■ **WORK TO COMPLETE**
Using the forum thread below on oil and gas jobs in Dubai, decide whether each statement agrees with it. Answer yes or no for each, and quote the deciding words from the thread. (a) pj_in_Dubai moved to Dubai with a wife who has a teaching job there. (b) Gavtek advises paying an online service to rewrite a CV and cover letter. (c) pj_in_Dubai received several call backs after sending a resume to over 300 engineering job postings.

■ **PROVIDED TEXT**
# Oil and gas leads in Dubai or UAE



## pj_in_Dubai (Oct 10, 2012)

Just wondering if anyone has had any luck (or knows anyone), who was able to get into the oil and gas field (or other energy sectors), without prior energy experience.

My background is mechanical engineering and design diploma from Canada, with over 12 years experience in the automotive industry all the way to furniture design. I have moved to Dubai with my wife who has a teaching job here, and i'm looking for something in the energy sector preferable. The downfall is that recruiters are looking for people with oil and gas experience. There must be some way of getting into this sector without experience? I'm sure most existing energy employees had to start somewhere??

I have extensive 3D CAD design experience but I also have 100's of hours of hands on testing, prototyping and similar experience too. I don't need to find a design specific job, im willing to learn other aspects of the trade and utilize my years of engineering experience within the company.

I have submitted my CV to many online recruiters such as Rigzone, Gulf Talent, Huxley, Michael Page, etc, with no leads.

Thanks


----------



## Gavtek (Aug 23, 2009)

Try going direct to Baker Hughes, Schlumberger or Halliburton, large service companies with drilling tools.

Companies don't tend to develop employees much out here, they want experienced people that can come in and do the job.


----------



## Roxtec Blue (Jan 14, 2013)

Hi PJ

As Gavtek says unfortunately here in the Middle East most companies are "buying in" knowledge and skills as opposed to developing new employees unless they are local staff. Do you still have contacts in Caanada ? Calgary / oil sands projects companies are currently bouyant and perhaps a place to start. It means being out of Dubai for a while but could be means to an end. Get some contract experience and perhaps look to a secondment initially.

In many cases for an attested first degree is required to gain your work visa.

Good luck


----------



## pj_in_Dubai (Oct 10, 2012)

Thanks for all your replies. Im thinking of sending my resume to one of those online services to have them rewrite/tweak my CV and cover letter. Bayt and MonsterGulf offer this service for about $200usd. Maybe i need to do this to make sure i have the right format and "buzz words" before I apply to jobs...


----------



## Gavtek (Aug 23, 2009)

Don't do that, it's basically a scam.


----------



## pj_in_Dubai (Oct 10, 2012)

Recommendations?


----------



## s_khan_1989 (Apr 3, 2013)

I am in the same situation as you (ie very little prior experience in O&G. I am graduating in June and all of my experience has been through internships. I am looking for a entry level position in the Gulf.

Did you manage to get any success through the avenues posted above?

Can you offer any further direction?

Thanks


----------



## pj_in_Dubai (Oct 10, 2012)

I've been here over 6 months (since october). Sent off my resume to probably over 300 engineering job postings all over the UAE with ZERO call backs or interest. I have updated my Linkedin account and contacted umpteen HR people and recruiters at various Oil and gas, engineering companies with no luck. On paper, I should be the ideal candidate for any engineering company. I'm a westerner (already living in the UAE), professionally trained and over 14 years experience in various engineering and manufacturing companies. I have professional references such as Managers and P.eng co-workers who can back me up. I'm eager to learn and loyal at any roll within the engineering trade, proficient in many CAD programs and can easily pick up new software quickly......etc etc etc etc.....

What's the problem?

■ **DATASET EXTRACT**
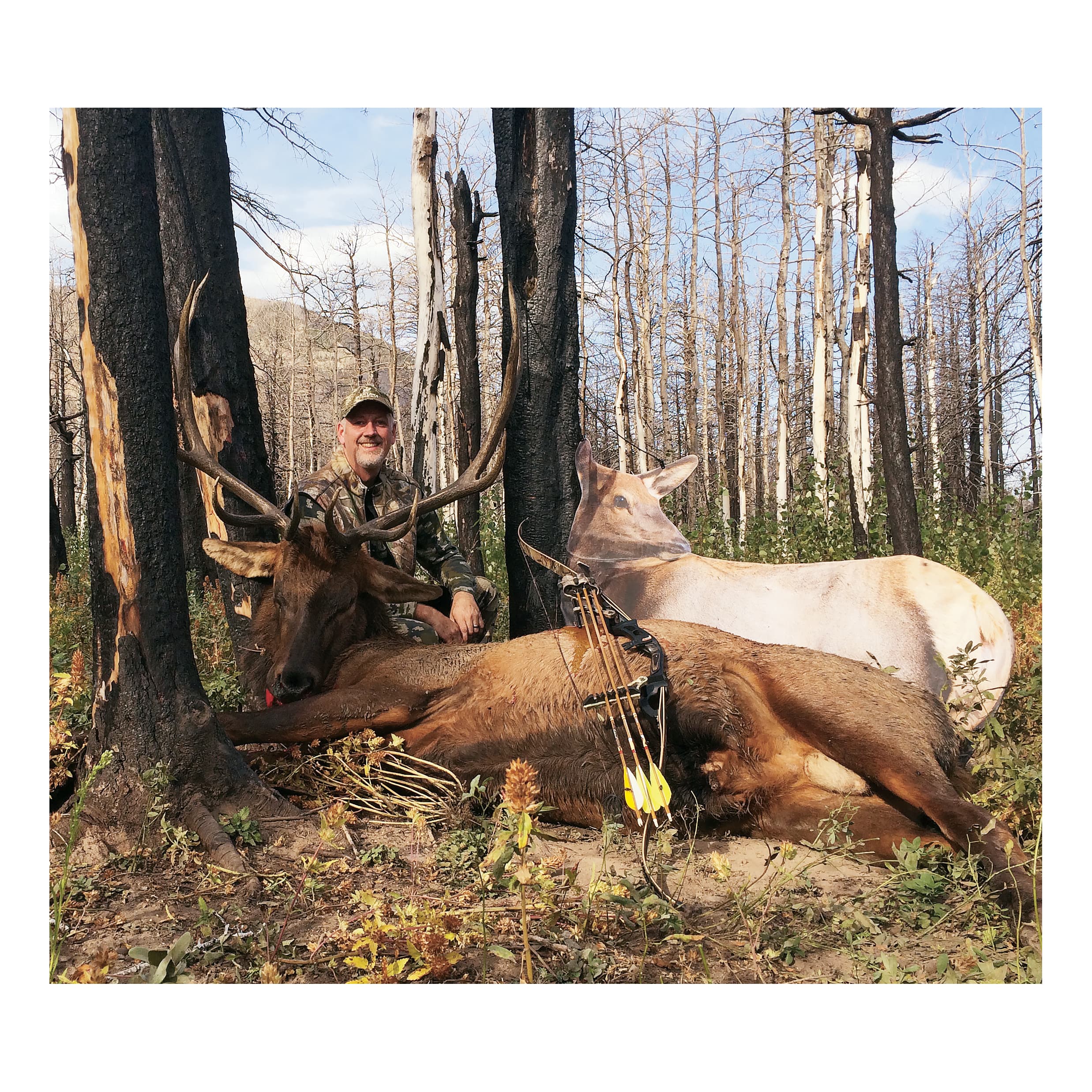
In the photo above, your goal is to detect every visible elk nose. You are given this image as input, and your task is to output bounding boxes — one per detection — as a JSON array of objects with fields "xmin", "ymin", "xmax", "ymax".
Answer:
[{"xmin": 276, "ymin": 668, "xmax": 319, "ymax": 701}]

■ **SOLVED EXERCISE**
(a) Yes: "I have moved to Dubai with my wife who has a teaching job here"
(b) No: "Don't do that, it's basically a scam."
(c) No: "with ZERO call backs or interest"